PROBLEM TO SOLVE » Exact copies of all the lines below are required.
'''
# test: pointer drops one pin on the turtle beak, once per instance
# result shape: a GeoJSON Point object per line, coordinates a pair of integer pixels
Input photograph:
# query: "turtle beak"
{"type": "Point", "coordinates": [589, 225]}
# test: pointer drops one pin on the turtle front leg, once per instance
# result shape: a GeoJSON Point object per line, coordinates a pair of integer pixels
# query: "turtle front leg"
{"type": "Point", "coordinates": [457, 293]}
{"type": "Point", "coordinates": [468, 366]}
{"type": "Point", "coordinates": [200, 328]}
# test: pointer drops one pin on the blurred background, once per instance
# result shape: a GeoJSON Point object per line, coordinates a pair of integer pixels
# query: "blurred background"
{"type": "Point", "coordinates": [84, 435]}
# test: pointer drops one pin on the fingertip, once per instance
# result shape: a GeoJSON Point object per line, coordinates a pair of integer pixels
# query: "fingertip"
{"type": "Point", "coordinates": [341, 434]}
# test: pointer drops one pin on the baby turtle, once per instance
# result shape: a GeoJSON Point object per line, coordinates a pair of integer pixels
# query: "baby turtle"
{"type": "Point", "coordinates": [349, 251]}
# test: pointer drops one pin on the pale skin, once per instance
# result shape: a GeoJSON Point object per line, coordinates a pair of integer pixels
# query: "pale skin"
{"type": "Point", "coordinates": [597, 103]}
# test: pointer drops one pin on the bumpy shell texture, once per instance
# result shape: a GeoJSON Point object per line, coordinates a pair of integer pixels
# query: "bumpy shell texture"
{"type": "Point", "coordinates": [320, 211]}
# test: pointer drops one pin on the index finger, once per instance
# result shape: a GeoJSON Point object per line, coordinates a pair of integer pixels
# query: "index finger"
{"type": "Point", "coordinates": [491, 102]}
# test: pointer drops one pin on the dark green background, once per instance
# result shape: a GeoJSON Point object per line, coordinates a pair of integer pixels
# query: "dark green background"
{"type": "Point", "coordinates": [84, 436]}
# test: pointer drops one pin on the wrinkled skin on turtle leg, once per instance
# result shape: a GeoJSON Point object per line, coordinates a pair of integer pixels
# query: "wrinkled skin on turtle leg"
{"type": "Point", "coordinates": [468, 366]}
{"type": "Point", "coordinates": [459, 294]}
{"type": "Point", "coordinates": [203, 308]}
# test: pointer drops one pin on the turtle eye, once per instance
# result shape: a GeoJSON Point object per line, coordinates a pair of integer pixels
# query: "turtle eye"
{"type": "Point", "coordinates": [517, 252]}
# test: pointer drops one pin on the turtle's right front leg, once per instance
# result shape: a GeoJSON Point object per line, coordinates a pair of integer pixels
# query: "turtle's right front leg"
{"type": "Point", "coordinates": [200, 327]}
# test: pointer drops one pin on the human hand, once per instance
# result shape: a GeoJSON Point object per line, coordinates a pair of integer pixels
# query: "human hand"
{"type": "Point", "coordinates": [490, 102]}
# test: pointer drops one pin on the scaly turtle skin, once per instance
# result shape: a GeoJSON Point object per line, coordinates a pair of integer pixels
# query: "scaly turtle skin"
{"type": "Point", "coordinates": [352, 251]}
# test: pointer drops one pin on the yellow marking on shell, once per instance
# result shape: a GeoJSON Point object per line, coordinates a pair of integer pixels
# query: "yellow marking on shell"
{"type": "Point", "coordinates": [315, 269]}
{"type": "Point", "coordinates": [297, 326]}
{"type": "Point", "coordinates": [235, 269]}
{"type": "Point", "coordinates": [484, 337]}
'''
WRITTEN RESPONSE »
# test: pointer drops one pin on the turtle beak, once per instance
# result shape: a GeoJSON Point object per line, coordinates a pair of integer pixels
Input photograph:
# query: "turtle beak"
{"type": "Point", "coordinates": [589, 225]}
# test: pointer drops one pin on the turtle front leg, once per instance
# result shape: a GeoJSON Point object per line, coordinates a pair of integer pixels
# query: "turtle front leg"
{"type": "Point", "coordinates": [457, 293]}
{"type": "Point", "coordinates": [468, 366]}
{"type": "Point", "coordinates": [200, 328]}
# test: pointer drops one pin on the blurred background, once per instance
# result shape: a GeoJSON Point object per line, coordinates a pair of integer pixels
# query: "blurred background"
{"type": "Point", "coordinates": [84, 435]}
# test: pointer drops one pin on the fingertip, once per instance
# result shape: a GeoJSON Point object per line, coordinates a pair of integer pixels
# query: "fingertip"
{"type": "Point", "coordinates": [341, 434]}
# test: pointer drops one pin on the baby turtle, once per instance
# result shape: a GeoJSON Point object per line, coordinates a pair of integer pixels
# query: "baby turtle"
{"type": "Point", "coordinates": [349, 251]}
# test: pointer drops one pin on the pale skin, once per instance
# result shape: a GeoJSON Point object per line, coordinates a pair of integer pixels
# query: "pale skin"
{"type": "Point", "coordinates": [597, 103]}
# test: pointer drops one pin on the bumpy shell texture, once per instance
# result shape: a GeoJSON Point object per line, coordinates a pair of integer pixels
# query: "bumpy shell texture"
{"type": "Point", "coordinates": [320, 211]}
# test: pointer drops one pin on the index finger, once per instance
# result shape: a GeoJSON Point object per line, coordinates a pair of integer pixels
# query: "index finger"
{"type": "Point", "coordinates": [491, 102]}
# test: pointer drops one pin on the dark green background, once per instance
# result shape: a GeoJSON Point object per line, coordinates a pair of integer pixels
# query: "dark green background"
{"type": "Point", "coordinates": [84, 436]}
# test: pointer drops one pin on the wrinkled skin on turtle leg, once per instance
# result shape: a GeoJSON Point object per line, coordinates a pair of integer pixels
# query: "wrinkled skin on turtle leg"
{"type": "Point", "coordinates": [468, 366]}
{"type": "Point", "coordinates": [459, 294]}
{"type": "Point", "coordinates": [203, 308]}
# test: pointer drops one pin on the turtle eye, once per instance
# result shape: a GeoJSON Point object per line, coordinates a pair of integer pixels
# query: "turtle eye"
{"type": "Point", "coordinates": [517, 252]}
# test: pointer drops one pin on the turtle's right front leg, once per instance
# result shape: a GeoJSON Point object per line, coordinates a pair of integer pixels
# query: "turtle's right front leg"
{"type": "Point", "coordinates": [200, 327]}
# test: pointer drops one pin on the human hand, once per instance
# result shape: a GeoJSON Point object per line, coordinates a pair of integer pixels
# query: "human hand"
{"type": "Point", "coordinates": [490, 102]}
# test: pointer drops one pin on the scaly turtle skin, once per instance
# result shape: a GeoJSON Point object per line, coordinates a pair of integer pixels
# query: "scaly turtle skin"
{"type": "Point", "coordinates": [352, 251]}
# test: pointer drops one pin on the yellow marking on shell, once per instance
# result shape: a GeoJSON Point object per line, coordinates a pair of integer pixels
# query: "yellow marking on shell"
{"type": "Point", "coordinates": [315, 269]}
{"type": "Point", "coordinates": [297, 326]}
{"type": "Point", "coordinates": [235, 269]}
{"type": "Point", "coordinates": [484, 337]}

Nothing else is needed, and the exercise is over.